» Data provided:

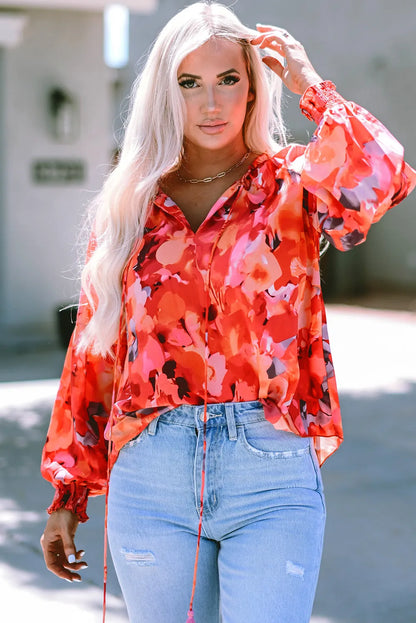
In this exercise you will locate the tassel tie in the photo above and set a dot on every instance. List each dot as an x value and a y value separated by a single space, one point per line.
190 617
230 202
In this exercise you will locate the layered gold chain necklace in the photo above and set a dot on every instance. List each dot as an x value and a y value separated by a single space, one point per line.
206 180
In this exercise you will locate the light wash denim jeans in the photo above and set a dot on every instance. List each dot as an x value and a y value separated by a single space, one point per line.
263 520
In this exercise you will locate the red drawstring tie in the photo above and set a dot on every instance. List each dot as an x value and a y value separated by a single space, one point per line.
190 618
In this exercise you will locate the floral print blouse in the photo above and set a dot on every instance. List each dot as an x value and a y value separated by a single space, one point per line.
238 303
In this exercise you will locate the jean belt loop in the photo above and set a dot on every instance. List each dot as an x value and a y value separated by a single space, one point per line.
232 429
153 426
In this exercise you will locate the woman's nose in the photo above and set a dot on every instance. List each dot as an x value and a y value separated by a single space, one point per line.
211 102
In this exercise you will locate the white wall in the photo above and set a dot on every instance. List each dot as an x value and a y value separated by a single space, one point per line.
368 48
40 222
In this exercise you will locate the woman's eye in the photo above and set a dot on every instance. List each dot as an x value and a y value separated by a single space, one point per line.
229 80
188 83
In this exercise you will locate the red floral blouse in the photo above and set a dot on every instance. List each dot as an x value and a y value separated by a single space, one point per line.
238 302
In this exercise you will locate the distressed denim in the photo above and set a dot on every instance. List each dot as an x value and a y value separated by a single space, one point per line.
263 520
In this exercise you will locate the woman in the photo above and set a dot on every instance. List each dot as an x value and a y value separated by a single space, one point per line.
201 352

...

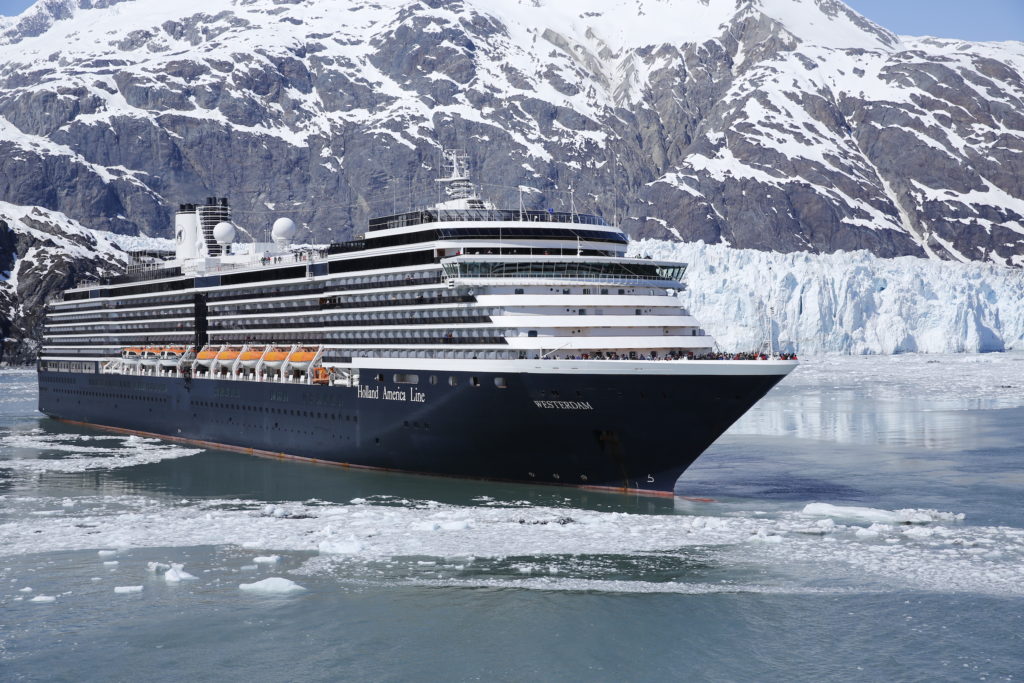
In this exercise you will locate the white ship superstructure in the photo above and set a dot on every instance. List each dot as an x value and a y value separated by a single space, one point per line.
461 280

» Directions for this task: Pull out each line of the records above that contains the string "denim", treating uppercase and lowercase letters as different.

» Response to the exercise:
In this exercise you will locate the light wash denim jeans in the photo above and set a dot on every instance. List each dot as an x value and a y value separated by a single space, one point per line.
In this exercise you will locate the distressed denim in the photo above and set a dot on every instance. List each dot as an x value and a y value separated by a single space, one point per line.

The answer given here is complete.